** YOUR OBJECTIVE **
Copy out the lines, starting with the one that contains "[pin] player's beard" and continuing through the last line, with both ends included. Leave the pictures out of your answer.

** RECORDS **
%%

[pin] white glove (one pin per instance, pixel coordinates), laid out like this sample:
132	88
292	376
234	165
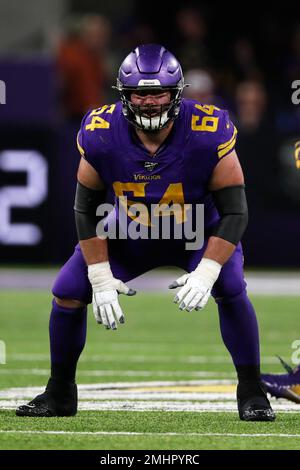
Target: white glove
106	288
197	285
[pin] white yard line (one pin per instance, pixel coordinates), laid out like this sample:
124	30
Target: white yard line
115	356
259	283
172	406
122	373
156	434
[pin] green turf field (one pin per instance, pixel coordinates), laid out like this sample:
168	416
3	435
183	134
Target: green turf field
162	381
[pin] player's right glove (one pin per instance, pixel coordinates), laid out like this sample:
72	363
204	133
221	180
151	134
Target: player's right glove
106	288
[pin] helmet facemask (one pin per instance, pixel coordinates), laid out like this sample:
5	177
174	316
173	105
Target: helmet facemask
150	117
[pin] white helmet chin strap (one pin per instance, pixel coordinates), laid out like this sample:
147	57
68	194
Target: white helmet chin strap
153	124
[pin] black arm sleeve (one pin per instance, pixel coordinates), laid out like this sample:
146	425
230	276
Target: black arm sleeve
86	202
231	204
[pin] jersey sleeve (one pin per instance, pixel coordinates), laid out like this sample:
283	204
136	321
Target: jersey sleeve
226	138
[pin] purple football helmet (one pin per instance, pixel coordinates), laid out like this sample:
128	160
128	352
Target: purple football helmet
150	68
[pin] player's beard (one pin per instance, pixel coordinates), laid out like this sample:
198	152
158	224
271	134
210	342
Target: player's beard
152	118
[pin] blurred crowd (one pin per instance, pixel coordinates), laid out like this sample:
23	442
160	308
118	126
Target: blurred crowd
232	71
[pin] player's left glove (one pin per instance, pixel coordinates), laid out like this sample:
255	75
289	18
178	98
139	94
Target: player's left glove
197	285
106	289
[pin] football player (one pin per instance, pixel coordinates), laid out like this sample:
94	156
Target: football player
156	148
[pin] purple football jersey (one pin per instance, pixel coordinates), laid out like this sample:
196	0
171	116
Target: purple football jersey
180	170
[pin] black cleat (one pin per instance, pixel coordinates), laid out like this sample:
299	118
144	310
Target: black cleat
57	400
253	404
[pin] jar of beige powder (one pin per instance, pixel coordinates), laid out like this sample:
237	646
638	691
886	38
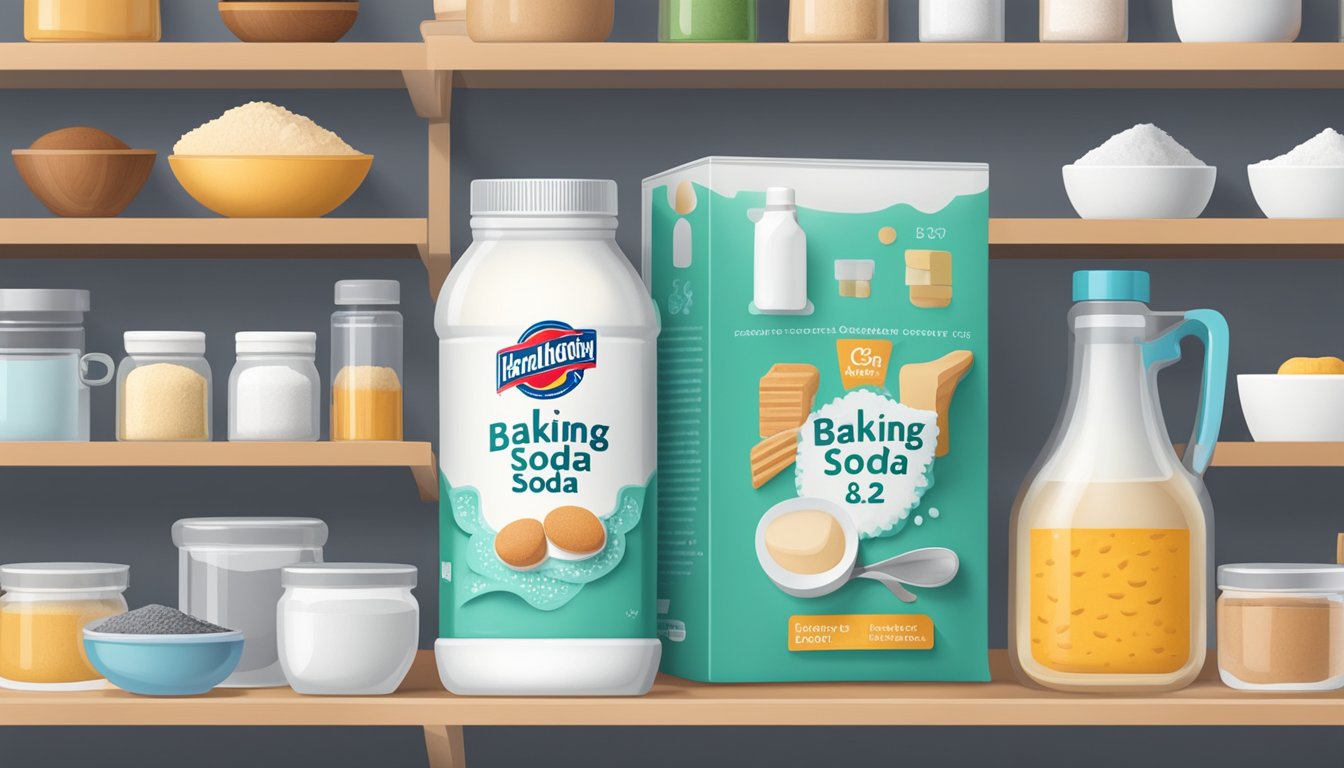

%%

** SOLUTION **
[pin] player's beard (one pin per instance, pixel coordinates), laid out like this sample:
198	152
158	224
271	134
210	342
Target: player's beard
152	118
[pin] blurred crowd (one pin per instance, pixel coordinates), laid out like this sample:
23	442
160	308
118	126
Target: blurred crowd
232	71
[pin] player's left glove (one pin per instance, pixel coordinates), laid out like this sample:
255	75
289	18
178	98
139	94
Target: player's left glove
197	285
106	289
[pin] football player (one pin per instance, pixel coordinates), laid out like this sample:
94	156
Target: football player
156	148
[pin] purple football jersey (one pin per instance, pixel coordinates), laid out like this sample:
196	0
171	116
Target: purple football jersey
180	170
[pin] black cleat (one pin per instance, pixel coordinates), laid out like this sample:
299	118
144	310
Target: black cleat
57	400
253	404
[pin] jar of beige powder (one pin per instance, pixel coordinates), laid out like this sample:
237	646
638	691
886	38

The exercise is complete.